▸ **Exercise**: Type out all the records word for word. Any pictures are to be left out.

[Extracted data entries]
----------------------------------------

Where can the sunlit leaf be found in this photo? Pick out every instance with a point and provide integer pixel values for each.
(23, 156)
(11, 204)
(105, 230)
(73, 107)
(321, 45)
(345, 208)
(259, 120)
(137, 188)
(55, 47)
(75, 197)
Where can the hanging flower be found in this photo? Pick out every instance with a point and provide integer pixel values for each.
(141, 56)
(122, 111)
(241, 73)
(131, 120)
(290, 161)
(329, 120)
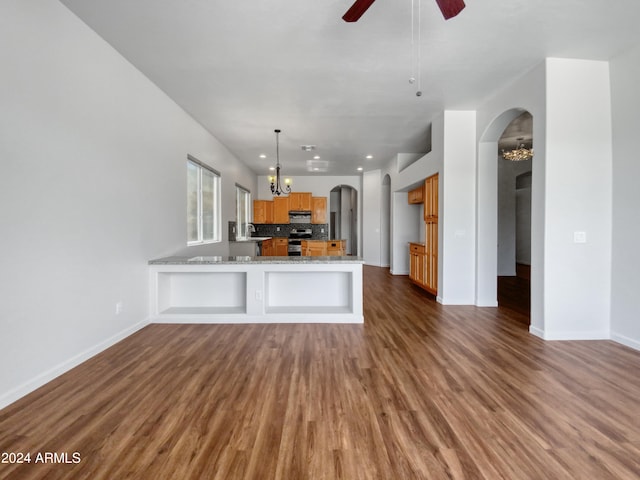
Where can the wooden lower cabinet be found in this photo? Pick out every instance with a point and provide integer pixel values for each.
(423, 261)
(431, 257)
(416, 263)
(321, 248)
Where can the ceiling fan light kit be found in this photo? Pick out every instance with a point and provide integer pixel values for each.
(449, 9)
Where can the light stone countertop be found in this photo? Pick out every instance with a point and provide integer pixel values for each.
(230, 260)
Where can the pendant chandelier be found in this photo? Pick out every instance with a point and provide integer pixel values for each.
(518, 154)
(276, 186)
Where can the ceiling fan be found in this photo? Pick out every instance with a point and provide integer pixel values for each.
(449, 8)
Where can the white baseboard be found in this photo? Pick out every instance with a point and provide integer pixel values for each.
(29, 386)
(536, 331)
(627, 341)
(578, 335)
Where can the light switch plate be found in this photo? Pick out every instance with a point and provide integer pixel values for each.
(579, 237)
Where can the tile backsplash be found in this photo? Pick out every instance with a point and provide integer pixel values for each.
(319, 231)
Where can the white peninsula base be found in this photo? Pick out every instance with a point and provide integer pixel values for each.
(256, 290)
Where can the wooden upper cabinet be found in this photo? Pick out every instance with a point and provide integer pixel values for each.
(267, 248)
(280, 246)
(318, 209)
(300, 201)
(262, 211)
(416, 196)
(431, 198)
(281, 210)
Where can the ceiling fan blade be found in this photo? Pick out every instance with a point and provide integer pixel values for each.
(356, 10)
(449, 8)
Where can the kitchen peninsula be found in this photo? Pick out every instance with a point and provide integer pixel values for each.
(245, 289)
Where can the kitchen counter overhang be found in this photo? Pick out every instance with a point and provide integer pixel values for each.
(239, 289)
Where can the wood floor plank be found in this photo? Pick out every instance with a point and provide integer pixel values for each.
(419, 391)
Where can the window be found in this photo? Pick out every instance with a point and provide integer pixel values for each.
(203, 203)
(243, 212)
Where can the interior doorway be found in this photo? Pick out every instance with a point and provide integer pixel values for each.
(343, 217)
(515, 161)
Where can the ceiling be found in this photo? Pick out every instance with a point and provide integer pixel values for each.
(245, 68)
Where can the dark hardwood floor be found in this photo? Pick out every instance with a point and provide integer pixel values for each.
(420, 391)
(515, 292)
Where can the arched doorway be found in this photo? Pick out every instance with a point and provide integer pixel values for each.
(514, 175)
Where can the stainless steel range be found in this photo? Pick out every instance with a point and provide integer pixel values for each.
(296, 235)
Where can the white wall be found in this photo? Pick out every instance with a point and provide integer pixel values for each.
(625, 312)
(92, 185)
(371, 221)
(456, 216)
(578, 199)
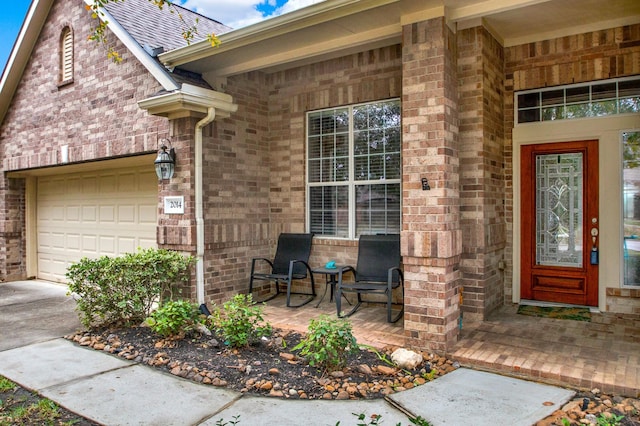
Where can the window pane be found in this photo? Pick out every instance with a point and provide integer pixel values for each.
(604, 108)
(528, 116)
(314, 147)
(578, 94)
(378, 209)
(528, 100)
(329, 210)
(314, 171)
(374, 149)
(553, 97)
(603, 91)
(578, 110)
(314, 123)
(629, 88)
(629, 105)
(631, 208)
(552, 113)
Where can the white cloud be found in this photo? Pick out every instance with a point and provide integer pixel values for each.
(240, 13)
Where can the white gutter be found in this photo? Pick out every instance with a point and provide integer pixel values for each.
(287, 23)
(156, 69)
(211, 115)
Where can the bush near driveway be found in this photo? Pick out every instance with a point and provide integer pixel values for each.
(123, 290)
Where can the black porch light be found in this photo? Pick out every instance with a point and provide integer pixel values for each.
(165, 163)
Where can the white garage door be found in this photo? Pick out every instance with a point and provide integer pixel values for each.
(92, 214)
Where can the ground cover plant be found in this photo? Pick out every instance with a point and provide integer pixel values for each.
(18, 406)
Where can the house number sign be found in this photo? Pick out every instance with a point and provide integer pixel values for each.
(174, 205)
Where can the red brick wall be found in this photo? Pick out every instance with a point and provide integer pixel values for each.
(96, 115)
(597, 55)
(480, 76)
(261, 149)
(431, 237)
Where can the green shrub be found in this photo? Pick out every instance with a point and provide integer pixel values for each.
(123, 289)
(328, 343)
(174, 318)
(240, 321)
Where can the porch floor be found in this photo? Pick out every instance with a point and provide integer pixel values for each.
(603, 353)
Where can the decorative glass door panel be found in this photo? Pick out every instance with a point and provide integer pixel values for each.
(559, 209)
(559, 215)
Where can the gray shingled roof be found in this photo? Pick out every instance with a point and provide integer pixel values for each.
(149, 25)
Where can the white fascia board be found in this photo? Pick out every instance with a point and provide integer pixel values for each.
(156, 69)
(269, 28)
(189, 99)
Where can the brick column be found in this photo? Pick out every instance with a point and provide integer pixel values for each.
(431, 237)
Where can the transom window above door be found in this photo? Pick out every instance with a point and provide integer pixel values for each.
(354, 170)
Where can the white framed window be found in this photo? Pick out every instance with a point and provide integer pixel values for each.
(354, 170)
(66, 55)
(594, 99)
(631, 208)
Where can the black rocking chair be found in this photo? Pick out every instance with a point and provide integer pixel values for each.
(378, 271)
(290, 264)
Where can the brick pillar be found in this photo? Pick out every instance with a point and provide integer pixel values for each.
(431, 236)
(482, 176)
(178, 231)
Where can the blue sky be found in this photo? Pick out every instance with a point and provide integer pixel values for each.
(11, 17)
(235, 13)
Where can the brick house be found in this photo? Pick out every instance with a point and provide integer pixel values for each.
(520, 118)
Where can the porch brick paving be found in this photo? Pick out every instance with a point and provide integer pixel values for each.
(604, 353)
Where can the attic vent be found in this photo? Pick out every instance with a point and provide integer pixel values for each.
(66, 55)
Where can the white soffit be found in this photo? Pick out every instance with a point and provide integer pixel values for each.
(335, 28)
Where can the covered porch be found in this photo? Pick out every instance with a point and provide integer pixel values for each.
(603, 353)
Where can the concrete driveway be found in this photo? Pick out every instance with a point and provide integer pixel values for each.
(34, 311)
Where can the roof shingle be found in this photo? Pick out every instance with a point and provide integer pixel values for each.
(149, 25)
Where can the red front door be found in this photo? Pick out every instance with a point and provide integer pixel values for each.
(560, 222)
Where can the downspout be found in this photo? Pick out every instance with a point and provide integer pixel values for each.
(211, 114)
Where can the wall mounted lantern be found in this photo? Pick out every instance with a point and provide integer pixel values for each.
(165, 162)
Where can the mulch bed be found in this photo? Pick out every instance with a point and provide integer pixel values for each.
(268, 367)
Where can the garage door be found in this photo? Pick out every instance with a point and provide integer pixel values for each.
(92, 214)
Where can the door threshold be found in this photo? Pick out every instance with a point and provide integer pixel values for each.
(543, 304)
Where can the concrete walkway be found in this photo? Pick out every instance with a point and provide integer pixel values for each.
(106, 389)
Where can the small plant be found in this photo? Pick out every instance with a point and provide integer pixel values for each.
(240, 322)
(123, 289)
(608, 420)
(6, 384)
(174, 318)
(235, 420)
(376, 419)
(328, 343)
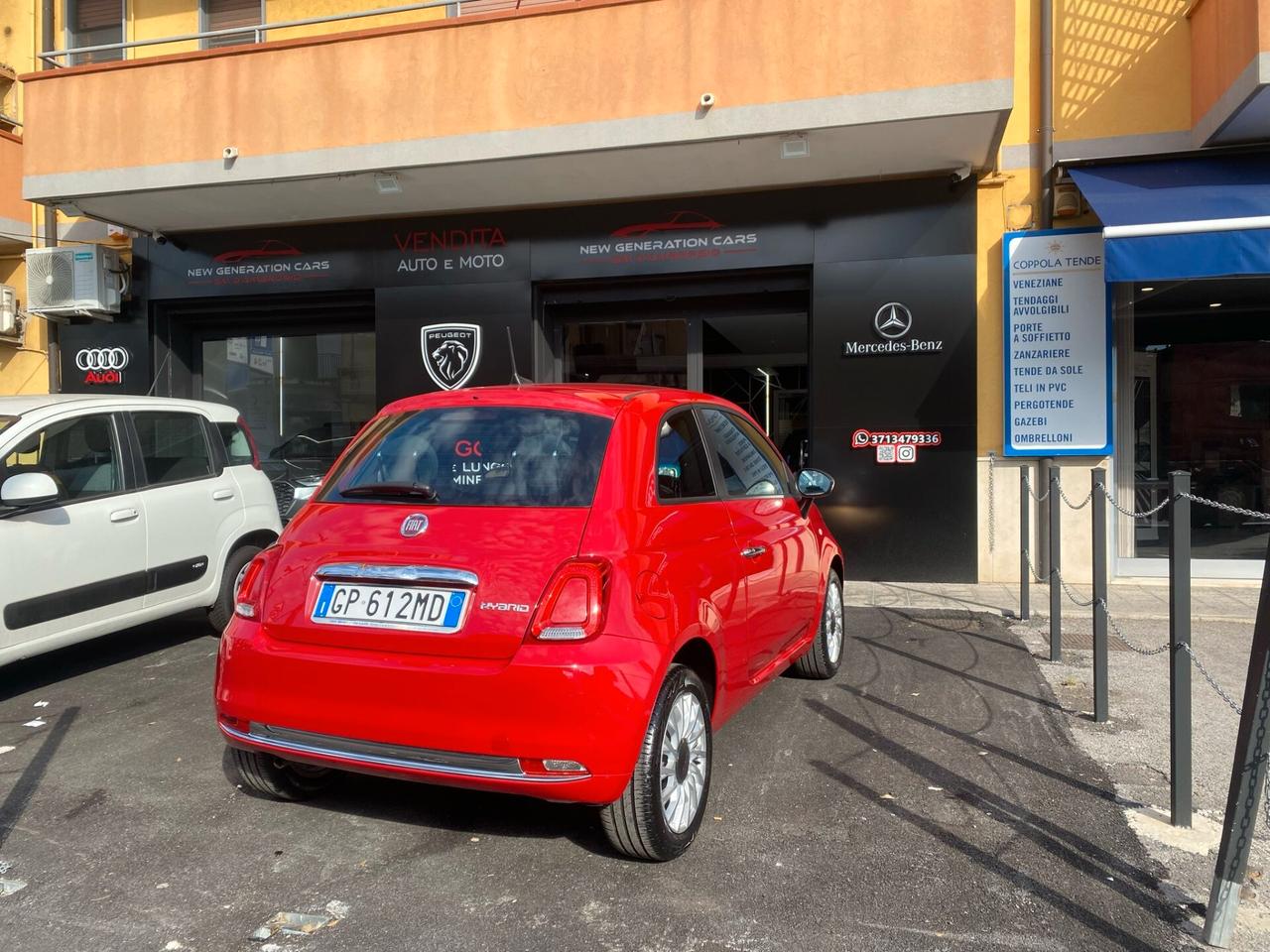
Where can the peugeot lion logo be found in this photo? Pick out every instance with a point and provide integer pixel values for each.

----------------------------------------

▸ **Written solution**:
Where can the sunlit leaf be found in this photo? Pick out every instance with a point and provide integer pixel values for each.
(23, 156)
(11, 204)
(105, 230)
(73, 107)
(321, 45)
(345, 208)
(259, 120)
(137, 188)
(55, 47)
(75, 197)
Where can the hanging flower be found in this photo? Pick out every instance with a point and provide integer pixel values for each.
(141, 56)
(122, 111)
(241, 73)
(131, 120)
(290, 161)
(329, 120)
Where can the wooden lower cabinet be found in this photo? Pick out every instance with a point and provide integer pixel values for each.
(423, 261)
(431, 257)
(416, 263)
(321, 248)
Where can the ceiling fan light kit be found in this photo? Pick out every instance with a point and provide integer pixel values for each.
(449, 9)
Where can the light stone countertop be found in this photo? Pick out every instance with a point and provide integer pixel values for each.
(230, 260)
Where can the pendant chandelier be found in this photo? Pick out every instance with a point and provide integer pixel values for each.
(518, 154)
(276, 186)
Where can the ceiling fan be found in this photo? Pick out every instance with a point and provide integer pixel values for each.
(449, 8)
Where can the white baseboard be found in this photo? Pick out every instance with a point and provide integer pixel values for each.
(29, 386)
(536, 331)
(627, 341)
(578, 335)
Where can the light switch plate be found in this photo? Pick out every instance with a point and provide integer pixel values for each.
(579, 237)
Where can the tile backsplash be found in this photo? Pick out every instance with a point and provide integer pixel values for each.
(319, 231)
Where can the white peninsula base be found in this photo? Pick out every instance with a point and provide integer pixel values for each.
(256, 290)
Where can the wooden upper cabinet be found in this photo? Pick out every instance with a point and provide integer pixel values for each.
(267, 248)
(280, 246)
(318, 209)
(300, 201)
(262, 211)
(416, 196)
(431, 198)
(281, 210)
Where can the ceiling fan blade be found in this photo? Pick out every instance with a point and provide integer pixel values for each.
(356, 10)
(449, 8)
Where can the kitchen peninsula be found in this photo? Pick out every instance with a point and provide integer pixel values for each.
(245, 289)
Where can the kitchen counter overhang be found in this photo? Pick out every instance with a point and provide integer pixel values for each.
(239, 289)
Where can the wood floor plank be found in this photo? Pick out every instance with a point and provide integer pixel values for each.
(419, 391)
Where can the window be found in this photo? Pick out every instance with a point and provide integer pixel values for each.
(203, 203)
(243, 212)
Where can the interior doorway be found in this photo? Pick out every instance with a point and provide integer pixel values for each.
(343, 217)
(515, 161)
Where can the ceiling be found in this photo? Pick out every instance with a point and provide integer pixel values for each.
(245, 68)
Where can the dark hardwood floor be found in this photo? Pick out every instance with a point and provide integer pixel values for each.
(420, 391)
(515, 292)
Where can the arched doorway be found in this photo? Pick out every instance with a point and provide integer pixel values for each.
(514, 175)
Where can the stainless steel range be found in this photo? Pick out every instance with a point and provide integer pixel values for each.
(296, 235)
Where can the white wall be found in this photo? Pick out every instance with a point and provide integer pixel values for each.
(625, 312)
(92, 185)
(371, 221)
(456, 216)
(578, 199)
Where can the window pane be found in this photo? Pick out every instance with a point and provide integer pixel values for each.
(604, 108)
(528, 116)
(314, 147)
(578, 94)
(378, 209)
(528, 100)
(329, 210)
(314, 171)
(374, 149)
(553, 97)
(603, 91)
(578, 110)
(314, 123)
(629, 88)
(629, 105)
(631, 208)
(552, 113)
Where can the white cloud be found in this photo? Pick out every instance with a point and provide integer pixel values for each.
(240, 13)
Where can the white gutter be found in this photo? Pick out every instance with a point and provide integer pixel values for each.
(287, 23)
(156, 69)
(211, 115)
Where can the bush near driveway be found in this photo? Pick out every instance with a point and provide integer pixel values for each.
(123, 290)
Where can the black porch light be found in this photo? Pick out every instance with a point and provide integer pixel values for each.
(165, 163)
Where can the white garage door be found in this photo? Pick out every instance with a point and provide integer pixel values for each.
(92, 214)
Where can the ground cover plant be found in this photo? Pick out every instance with a point and provide integer pixel values for each.
(18, 406)
Where can the house number sign be found in this photo? Pick out every instance with a point and provide integer pixel values for each.
(174, 205)
Where can the red brick wall be found in this photo? Pick out every instance with a point and provide integer pixel values for each.
(96, 115)
(597, 55)
(480, 76)
(261, 149)
(431, 237)
Where can the green shrub be found in this photo? Pick out every instance with a point and provide integer pixel values for each.
(123, 289)
(328, 343)
(174, 318)
(240, 321)
Where can the porch floor be found in this photo? Pick out every instance with a point and provide integer pixel values for each.
(603, 353)
Where can the decorative glass door panel be found in this photo? Pick out every instance with a point and provide integer pixel values for each.
(559, 209)
(559, 215)
Where can the gray shingled roof be found in this photo? Pick out every instance with a point and provide integer pixel values for each.
(149, 25)
Where can the white fascia board be found in this photo? Pick out every instance with a point and provide integer pixel values for each.
(156, 69)
(269, 28)
(189, 99)
Where can the brick column be found in this photo? Pick out every instance with a point and provide integer pixel values for each.
(431, 237)
Where can the transom window above door be found in this photo? Pick out every instance with a point and provide integer pixel values for each.
(354, 170)
Where can the white framed window be found in this photo? Pick out every instance with a point and provide integer pixel values for each.
(354, 170)
(66, 55)
(594, 99)
(631, 208)
Where can the black rocking chair be found in this photo? Pick out every instance with a point and provide integer pixel values for each.
(378, 271)
(290, 264)
Where can the brick pillar be found in this photo? Pick out every instance with a point and provide integer pixel values for each.
(431, 236)
(482, 176)
(178, 231)
Where can the blue sky be found in this photo? Pick out every instance with a point and provide integer pixel values for each.
(11, 17)
(235, 13)
Where can the brick house be found in this photo? Pick out every instance with a point and provide integer pixel values for each.
(520, 118)
Where can the porch brick paving be found in this photo? Pick out every instance with a point and provide integer pixel values for each.
(604, 353)
Where can the attic vent be found in this photo? Pick out every instance with a point and provide integer pixel values for each.
(66, 55)
Where can the white soffit be found in this photo? Pick out every instance with a point and provide integer pixel values for each.
(335, 28)
Where can the covered porch be found in this photo? Pick out every instance with a point and provide integer pixel values for each.
(603, 353)
Where can the concrete driveway be found in this photo? Pick out every instance with a point and provide integer pixel values for each.
(34, 311)
Where can the roof shingle be found in this photo? Pick out every instance with a point and provide integer pixel values for each.
(149, 25)
Where can the red front door be found in this photo? Pick out every instance with a point and provide integer pixel values for each.
(560, 222)
Where can the downspout be found in this photo? Pick out every instance with a point and provide integer pixel values for each.
(211, 114)
Where can the wall mounted lantern be found in this photo? Pick out every instance with a point and provide integer pixel values for each.
(165, 162)
Where can the mulch bed be found in this photo? Pick out every instance with a point and provide integer pixel values for each.
(268, 367)
Where can the garage door be found in this photo? Pick out every instance with a point and provide integer pixel values for each.
(92, 214)
Where can the door threshold be found in this photo? Pick out every instance with a point and provide integer pixel values for each.
(543, 304)
Where can the concrete walkway be found in this photo? Pick out every instance with a point and provide integer pixel values for each.
(106, 389)
Where can the small plant be found in this photo? Pick out every instance with a point and provide integer pixel values for each.
(240, 322)
(123, 289)
(608, 420)
(6, 384)
(174, 318)
(235, 420)
(376, 419)
(328, 343)
Where can the peugeot lion logo be found in this photo? Pick out every instance with a point and provide integer pixel values for each.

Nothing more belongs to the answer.